The exercise: In the entries that follow, identify the line containing "TARGET: person crouching on pavement" and return it together with all later lines, exactly as they appear.

Records from a data collection:
####################
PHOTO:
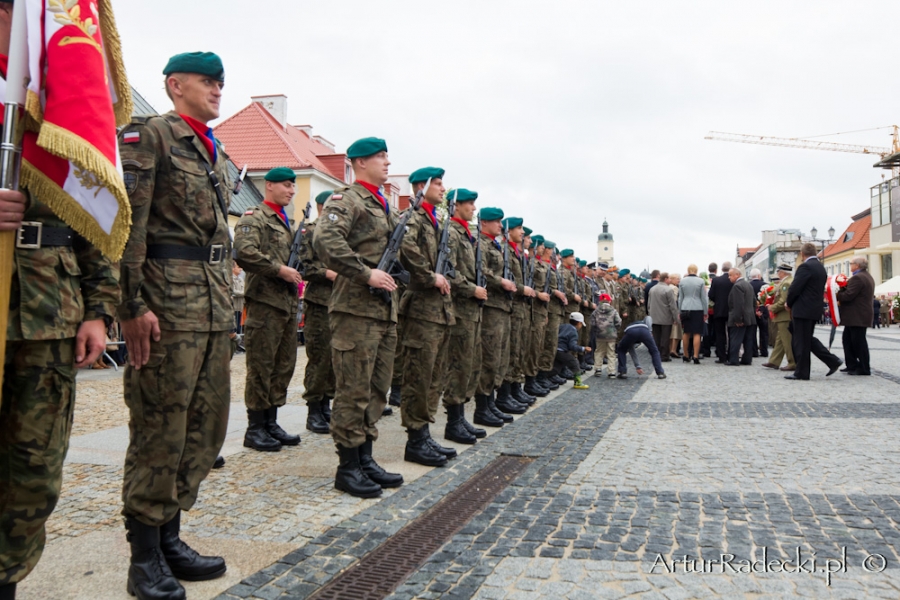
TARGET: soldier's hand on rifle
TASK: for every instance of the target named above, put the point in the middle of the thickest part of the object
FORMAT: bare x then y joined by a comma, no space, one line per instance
382,281
12,210
441,283
90,342
288,274
137,333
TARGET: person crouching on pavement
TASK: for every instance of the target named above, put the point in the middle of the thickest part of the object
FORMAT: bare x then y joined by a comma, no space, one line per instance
567,345
638,333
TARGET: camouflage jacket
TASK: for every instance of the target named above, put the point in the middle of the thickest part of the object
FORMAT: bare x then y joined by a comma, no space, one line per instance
174,202
318,286
778,308
55,288
262,241
462,256
418,253
493,272
351,236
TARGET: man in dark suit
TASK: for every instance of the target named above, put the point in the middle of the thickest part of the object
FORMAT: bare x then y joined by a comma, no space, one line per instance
719,289
805,303
857,314
741,319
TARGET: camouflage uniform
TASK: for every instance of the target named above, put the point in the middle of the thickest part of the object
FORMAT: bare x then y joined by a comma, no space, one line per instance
494,321
318,379
263,243
428,316
350,237
178,402
464,355
54,289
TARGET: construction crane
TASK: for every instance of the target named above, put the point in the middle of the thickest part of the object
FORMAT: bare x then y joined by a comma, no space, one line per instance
890,156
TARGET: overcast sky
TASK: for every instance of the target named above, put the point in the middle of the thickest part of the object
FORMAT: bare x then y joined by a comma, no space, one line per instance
565,113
####################
Reply:
TARGET: person crouching on pavement
TASK: for every instance of the target named above, put the point in the middle of the thickest part of the object
FORMAT: bare x then y joined by a comma, no space, one line per instance
567,345
638,333
TARGET: camouflage jacket
TASK: for every instance of the target named above, put the point in the middle of the thickest part of the object
FORMAT: bare x then y joined by a comma, no space, one line per instance
174,202
318,286
778,308
55,288
262,241
462,256
418,253
493,272
351,236
TARGET: man in dark suit
TASK: for every instance of the target named above, put the point in the middle of the thickest part of the object
FORMAT: bare x then y joined by a comma, no space, one line per instance
719,289
805,303
857,314
741,319
TARGET: camouflage uniform
TASK: for every instance of the target named above, put the point in the middle of the thickest part of the object
FORMAT: bare x then y joined by a comma, no space, one line per instance
494,321
318,379
263,243
428,316
350,237
178,402
464,355
54,289
TARGET: construction crane
TASK: for every instance of the target named above, put the point in the middle of the thickest part of the object
FORMAT: bare x then y joined by a comma, no space, one line per instance
890,156
TARGET: overcast sky
TASK: for every instance of the target named above, put the point in the middle of the thickest part of the object
FORMAT: bare x then y joined by a comma, no space, one line per instance
565,113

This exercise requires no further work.